**Texte proposé:**
Regarder devant, faire attention à nos voisins autour, avancer de concert du même côté.

 

Je me demande si une vie en pas chassés n’aurait pas le mérite de Le suivre un peu . 😉

Dans cette dernière semaine d’Avent au collège, j’avoue que l’idée n’est pas pour me déplaire. Des pas chassés pour bien vivre ensemble cette fin d’année… en Avent et du même côté !
Ensemble.

 

Au pas de course

Se déplacer, à petits pas, pour Lui faire de la place.
Mon Avent à partager cette année sera fait de petits pas de côté…

Au pas de course. C’est peut-être ainsi que vous vivrez cette dernière semaine de l’Avent qui s’annonce. Courses de Noël, plus que huit jours. Courses de dernière minute, il ne s’agit pas d’oublier. Course après ce temps qui ne nous en laisse jamais suffisamment.

Au pas de course. Il m’en reste à faire aussi. Quelques cadeaux encore sur ma liste. Faire plaisir, donner de la joie, montrer qu’on aime. Il ne s’agit pas pour moi de cracher sur ces quelques emplettes, même si elles se savent parfois futiles, ou parfois trop, sûrement trop. Difficile justesse entre penser à chacun et ne pas tomber dans un Noël …de courses.

Au pas de course. Il ne s’agirait pas d’oublier mon essentiel. L’amour de mes proches, des amis et Le Sien.
Immense et en même temps discret.
Amour qui vient dans nos vies aux pas d’un petit ânon. Bien loin de nos pas de course.

Je vous souhaite un troisième dimanche empli de Joie, la Sienne et toutes les petites joies du quotidien qu’on attrape, parfois sans même s’en rendre compte, au détour d’un dernier pas …de course.
Et à lundi, pour une dernière semaine au rythme de Ses pas.

 

 

Leurs petits pas

Se déplacer, à petits pas, pour Lui faire de la place.
Mon Avent à partager cette année sera fait de petits pas de côté…

C’est peut-être bien à cause d’eux qu’hier soir, il n’y a pas eu de petit billet d’Avent.
Mes élèves, et particulièrement en ce moment, ont cette capacité à grignoter tout mon temps. Rien de très étonnant, tous mes amis profs sont toujours dans une véritable course juste avant les vacances de Noël.
Une course et pourtant.
J’ai eu le temps de m’arrêter sur leurs petits pas vers la crèche qu’ils ont pris le temps d’installer dans le hall d’entrée de notre collège. Belle, ouverte à l’accueil, entourée de leurs pépites, de leurs peines, de leur joie qui, tout devant Lui, passent à longueur de jours.

**Extrait des données:**

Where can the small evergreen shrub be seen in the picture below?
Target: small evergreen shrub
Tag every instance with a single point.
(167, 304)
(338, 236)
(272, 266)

--

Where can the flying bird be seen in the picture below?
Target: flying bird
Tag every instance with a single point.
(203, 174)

==

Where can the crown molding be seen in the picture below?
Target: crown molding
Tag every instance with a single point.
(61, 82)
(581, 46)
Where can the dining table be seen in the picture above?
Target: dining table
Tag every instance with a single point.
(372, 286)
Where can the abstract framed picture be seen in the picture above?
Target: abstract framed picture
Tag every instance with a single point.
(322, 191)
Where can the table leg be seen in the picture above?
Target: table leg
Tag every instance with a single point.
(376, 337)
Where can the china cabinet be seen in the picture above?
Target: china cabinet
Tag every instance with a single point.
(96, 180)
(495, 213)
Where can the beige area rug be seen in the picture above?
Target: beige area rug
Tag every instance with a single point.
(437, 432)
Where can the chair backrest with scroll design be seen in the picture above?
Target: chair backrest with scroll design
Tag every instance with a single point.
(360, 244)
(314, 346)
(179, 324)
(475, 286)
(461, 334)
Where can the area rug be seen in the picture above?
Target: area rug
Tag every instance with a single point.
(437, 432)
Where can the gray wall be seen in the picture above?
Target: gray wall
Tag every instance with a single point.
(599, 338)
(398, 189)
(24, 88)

**Consignes:**
1) Recopiez le passage du texte sur l'Avent qui va de « Au pas de course. Il ne » jusqu'à « de Ses pas. ».
2) D'après le texte sur l'Avent, où les élèves ont-ils installé la crèche ?

**Réponses aux consignes:**
1)
Au pas de course. Il ne s’agirait pas d’oublier mon essentiel. L’amour de mes proches, des amis et Le Sien.
Immense et en même temps discret.
Amour qui vient dans nos vies aux pas d’un petit ânon. Bien loin de nos pas de course.

Je vous souhaite un troisième dimanche empli de Joie, la Sienne et toutes les petites joies du quotidien qu’on attrape, parfois sans même s’en rendre compte, au détour d’un dernier pas …de course.
Et à lundi, pour une dernière semaine au rythme de Ses pas.

2) Dans le hall d'entrée du collège.